Exercise input:
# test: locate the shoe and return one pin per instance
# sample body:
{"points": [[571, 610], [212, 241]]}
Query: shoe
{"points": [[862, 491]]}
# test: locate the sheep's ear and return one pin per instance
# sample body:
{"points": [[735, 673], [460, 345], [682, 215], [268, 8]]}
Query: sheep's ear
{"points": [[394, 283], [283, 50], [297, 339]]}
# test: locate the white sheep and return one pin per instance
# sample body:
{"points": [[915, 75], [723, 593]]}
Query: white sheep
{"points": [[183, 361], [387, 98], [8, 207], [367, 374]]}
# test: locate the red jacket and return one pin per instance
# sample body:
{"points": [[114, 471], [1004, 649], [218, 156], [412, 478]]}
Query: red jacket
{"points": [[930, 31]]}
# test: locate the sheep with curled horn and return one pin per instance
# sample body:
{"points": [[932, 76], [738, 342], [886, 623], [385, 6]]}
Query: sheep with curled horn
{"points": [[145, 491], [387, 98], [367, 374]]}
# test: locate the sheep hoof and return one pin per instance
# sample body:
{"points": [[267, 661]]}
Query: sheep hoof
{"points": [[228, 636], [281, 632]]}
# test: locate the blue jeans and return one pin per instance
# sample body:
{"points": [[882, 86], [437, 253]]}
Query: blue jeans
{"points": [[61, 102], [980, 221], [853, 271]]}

...

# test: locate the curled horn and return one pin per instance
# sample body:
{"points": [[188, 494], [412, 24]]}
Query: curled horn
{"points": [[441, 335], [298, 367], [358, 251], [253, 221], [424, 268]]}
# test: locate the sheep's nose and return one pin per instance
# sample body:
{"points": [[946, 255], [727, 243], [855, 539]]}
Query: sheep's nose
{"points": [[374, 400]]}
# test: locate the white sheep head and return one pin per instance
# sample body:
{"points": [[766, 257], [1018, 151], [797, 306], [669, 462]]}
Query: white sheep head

Task to carry out: Write out the records unchanged, starting with the line containing "# test: locate the white sheep head" and continuing through the line containing "Query: white sheep head", both lines included.

Solution to this problem:
# test: locate the white sheep head and return one pin per instance
# sample body:
{"points": [[766, 257], [1018, 151], [797, 306], [669, 462]]}
Query: white sheep head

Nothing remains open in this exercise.